* [GIVEN EXERCISE] Copy out the material below word for word, keeping every line unchanged.

* [DATA PROVIDED]
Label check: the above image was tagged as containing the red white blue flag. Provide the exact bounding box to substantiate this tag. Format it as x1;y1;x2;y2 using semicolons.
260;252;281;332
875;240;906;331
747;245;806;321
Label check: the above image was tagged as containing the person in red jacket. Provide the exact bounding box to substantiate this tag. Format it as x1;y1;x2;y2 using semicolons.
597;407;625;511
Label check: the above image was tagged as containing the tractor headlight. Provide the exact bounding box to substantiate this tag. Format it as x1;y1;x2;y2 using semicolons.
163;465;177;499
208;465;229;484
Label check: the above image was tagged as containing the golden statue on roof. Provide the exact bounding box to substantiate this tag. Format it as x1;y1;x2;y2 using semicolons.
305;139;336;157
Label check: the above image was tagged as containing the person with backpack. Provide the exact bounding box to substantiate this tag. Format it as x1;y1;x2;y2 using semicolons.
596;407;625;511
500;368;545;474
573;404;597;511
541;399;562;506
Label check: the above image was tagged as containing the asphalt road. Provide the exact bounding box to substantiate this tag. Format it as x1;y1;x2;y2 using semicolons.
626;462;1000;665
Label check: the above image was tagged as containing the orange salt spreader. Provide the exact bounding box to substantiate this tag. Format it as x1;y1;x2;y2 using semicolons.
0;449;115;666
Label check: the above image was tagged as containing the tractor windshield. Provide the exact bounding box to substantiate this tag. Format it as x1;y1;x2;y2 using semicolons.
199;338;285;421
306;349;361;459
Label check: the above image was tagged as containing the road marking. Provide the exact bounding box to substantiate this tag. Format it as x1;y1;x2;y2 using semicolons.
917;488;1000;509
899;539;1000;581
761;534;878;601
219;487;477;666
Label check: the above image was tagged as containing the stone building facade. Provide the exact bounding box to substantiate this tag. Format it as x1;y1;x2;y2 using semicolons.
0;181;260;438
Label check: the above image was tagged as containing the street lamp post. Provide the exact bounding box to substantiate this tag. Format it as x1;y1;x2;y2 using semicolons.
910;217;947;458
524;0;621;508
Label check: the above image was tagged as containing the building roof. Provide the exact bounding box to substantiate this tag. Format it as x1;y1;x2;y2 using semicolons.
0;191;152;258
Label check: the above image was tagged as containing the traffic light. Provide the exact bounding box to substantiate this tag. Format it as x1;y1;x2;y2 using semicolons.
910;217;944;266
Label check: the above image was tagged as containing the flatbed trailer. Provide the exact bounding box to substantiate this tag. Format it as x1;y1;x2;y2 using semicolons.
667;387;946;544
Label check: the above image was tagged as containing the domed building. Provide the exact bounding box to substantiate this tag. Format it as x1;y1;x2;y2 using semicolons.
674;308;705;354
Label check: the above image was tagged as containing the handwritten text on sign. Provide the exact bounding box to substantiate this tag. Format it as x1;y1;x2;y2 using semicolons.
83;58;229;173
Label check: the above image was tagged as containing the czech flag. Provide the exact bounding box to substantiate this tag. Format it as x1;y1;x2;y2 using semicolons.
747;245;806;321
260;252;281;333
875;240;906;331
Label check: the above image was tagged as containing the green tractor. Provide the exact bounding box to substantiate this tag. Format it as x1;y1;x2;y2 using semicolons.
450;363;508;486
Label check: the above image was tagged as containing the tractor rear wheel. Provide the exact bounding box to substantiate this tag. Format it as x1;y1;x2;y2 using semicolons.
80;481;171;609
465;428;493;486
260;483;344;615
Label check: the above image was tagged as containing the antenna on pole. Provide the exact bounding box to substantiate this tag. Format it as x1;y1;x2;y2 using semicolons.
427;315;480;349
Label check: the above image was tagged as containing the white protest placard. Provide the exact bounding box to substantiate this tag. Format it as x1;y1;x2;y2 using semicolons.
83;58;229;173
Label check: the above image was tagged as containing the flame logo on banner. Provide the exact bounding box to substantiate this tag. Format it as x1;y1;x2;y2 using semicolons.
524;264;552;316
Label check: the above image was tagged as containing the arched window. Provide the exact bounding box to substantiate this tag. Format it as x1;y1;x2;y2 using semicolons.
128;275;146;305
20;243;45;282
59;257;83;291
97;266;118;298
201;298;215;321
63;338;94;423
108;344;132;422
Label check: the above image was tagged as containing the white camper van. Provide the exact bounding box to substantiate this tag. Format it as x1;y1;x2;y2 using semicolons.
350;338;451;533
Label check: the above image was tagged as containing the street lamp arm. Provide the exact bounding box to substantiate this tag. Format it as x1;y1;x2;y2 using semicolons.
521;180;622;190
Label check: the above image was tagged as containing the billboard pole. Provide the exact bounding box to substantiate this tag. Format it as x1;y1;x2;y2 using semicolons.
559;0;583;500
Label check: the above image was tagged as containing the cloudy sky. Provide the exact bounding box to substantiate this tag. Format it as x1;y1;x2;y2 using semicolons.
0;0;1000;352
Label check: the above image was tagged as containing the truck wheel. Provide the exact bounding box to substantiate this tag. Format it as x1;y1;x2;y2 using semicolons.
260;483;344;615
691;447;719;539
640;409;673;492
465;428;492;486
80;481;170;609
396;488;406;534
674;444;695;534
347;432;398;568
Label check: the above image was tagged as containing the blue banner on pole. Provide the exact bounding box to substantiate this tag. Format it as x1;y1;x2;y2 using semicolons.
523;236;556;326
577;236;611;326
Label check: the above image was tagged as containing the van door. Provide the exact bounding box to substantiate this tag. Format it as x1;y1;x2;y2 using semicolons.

* [ANSWER TO THE EXERCISE]
Label check: the above image was tagged as containing the red white blue flag. Provide the exact bounding box to substantiate this tag. Format it as x1;y1;x2;y2 using semicolons.
260;252;281;332
875;240;906;331
747;245;806;321
Label check: the above image was tagged as containing the person in red jacket. Provide the exact bounding box to substantiate this tag. Format it as x1;y1;x2;y2 using semicolons.
597;407;625;511
Label check: the above image was tagged as containing the tractor headlight. Provide the exact bounding box to substantiate this tag. Format it as x1;y1;x2;y2 using semicolons.
163;465;177;499
208;465;229;484
Label check: the above image was tagged as containing the golden statue on roof. Provide the exact bounding box to substantiate this tag. Format it as x1;y1;x2;y2 using semicolons.
305;139;336;157
Label check: the above image was tagged as containing the person with backpack. Provide the exact bounding box to substantiate this tag. Format it as x1;y1;x2;y2 using semicolons.
596;407;625;511
500;368;545;474
573;404;597;511
541;399;562;506
Label check: the above image was tagged as containing the asphalt road. Provide the exact bounding box to substantiate this tag. Format it as x1;y1;x2;y2 using semicolons.
626;462;1000;665
Label check: the above image was tagged as containing the orange salt spreader. Provide the exact bounding box to substantiate this tag. Format it as x1;y1;x2;y2 using semicolons.
0;449;115;666
Label check: the above image was tagged as containing the tractor windshield. Provide the exact bounding box to substantiate this tag. Format it as x1;y1;x2;y2 using semicolons.
199;338;285;421
306;349;361;459
Label check: the above image was tagged as containing the road marking. Provide the exact bounding box to substantiate this tag. Format it as x1;y1;x2;y2 using semicolons.
917;488;1000;509
899;539;1000;581
761;534;878;601
219;487;477;666
Label check: the above image was tagged as containing the stone building facade. Provide the exact bounding box to substantiate this tag. Format it as x1;y1;x2;y2 using semicolons.
0;181;260;438
Label check: the above image was tagged as containing the street lamp post. Provide the exact bounding box to substantiate this tag. Format it as x1;y1;x2;y2 using semicolons.
910;217;947;458
524;0;621;508
Label check: the above image was tagged as containing the building roof. Provide the exact bounding box to substantiate this tag. Format it as x1;y1;x2;y2 using semicolons.
0;191;152;258
Label check: the above image was tagged as containing the traffic light. Provide the exact bounding box to substantiate this tag. Format it as x1;y1;x2;y2 using semicolons.
910;217;944;266
Label check: the above image was tagged as containing the flatbed trailer. Provide the exact bounding box to substantiate this tag. Format it as x1;y1;x2;y2 using semicolons.
667;387;946;544
Label check: the above image was tagged as containing the domed building. Provide the exact bounding box to substantiate this tag. Format it as x1;y1;x2;y2 using semicolons.
674;308;705;354
Label check: the above image was tagged as containing the handwritten text on sign. Provide the exact bounding box to substantiate this tag. Format it as x1;y1;x2;y2 using semicolons.
83;58;229;173
Label check: the above image was tagged as containing the czech flag. Provide the exact bounding box to substantiate this tag. Format it as x1;y1;x2;y2 using semicolons.
747;245;806;321
260;252;281;333
875;240;906;331
Label check: the above image was tagged as containing the green tractor. Provide the exact bounding box to substantiate this tag. Format it as x1;y1;x2;y2 using semicolons.
450;363;508;486
Label check: the above image was tagged as containing the tractor rear wheel. Provide the exact bounding box to substantiate this tag. Format it as x1;y1;x2;y2 using semicolons.
80;481;171;609
465;428;493;486
260;483;344;615
Label check: the above image was tagged as containing the antenna on pole. Provide the exact bounding box to substantiate this tag. Format it as x1;y1;x2;y2 using semicolons.
427;315;480;349
Label check: the above image was tagged as containing the white protest placard. Provide the exact bounding box to substantiate this tag. Format it as x1;y1;x2;y2 using semicolons.
83;58;229;173
Label check: the above image was tagged as containing the flame logo on banner. Provide the exact bounding box to substantiate this tag. Format it as x1;y1;x2;y2 using semicolons.
524;264;552;316
Label check: the above image was tagged as containing the arched window. Provide the exact bounding box to substantiate this tag. Format it as x1;y1;x2;y2 using semicolons.
128;275;146;305
20;243;45;282
59;257;83;291
97;266;118;298
201;298;215;321
63;338;94;423
108;344;132;422
Label check: the above image was tagged as containing the white camper van. Provide the exact bounding box to substantiate this tag. Format it as x1;y1;x2;y2 using semicolons.
350;338;451;533
Label check: the above image was tagged as containing the street lamp arm. Provide the exact bounding box to substantiate this tag. Format it as x1;y1;x2;y2 using semicolons.
521;180;622;190
Label check: the above image was tagged as containing the billboard pole. Provide the exact bounding box to substantiate this tag. Format it as x1;y1;x2;y2 using semicolons.
559;0;583;500
Label check: the above image was tagged as containing the cloudy sky. Provide the exact bounding box to substantiate this tag. Format it as x1;y1;x2;y2 using semicolons.
0;0;1000;352
Label check: the above image was tagged as containing the truck wheel. Provide the exact bounding box to substantiate this tag. Format it as x1;y1;x2;y2 using semicolons.
260;483;344;615
691;447;719;539
640;409;673;492
465;428;492;486
80;481;170;609
396;488;406;534
674;444;695;534
347;432;398;568
Label check: the above image was tagged as containing the blue banner on pole. Provide the exact bounding box to substantiate this tag. Format it as x1;y1;x2;y2 using semicolons.
523;236;556;326
577;236;611;326
Label check: the above image was tagged as containing the van door. Provide the exact bounding box to substantiate this tag. Format it as x1;y1;x2;y2 using semicolons.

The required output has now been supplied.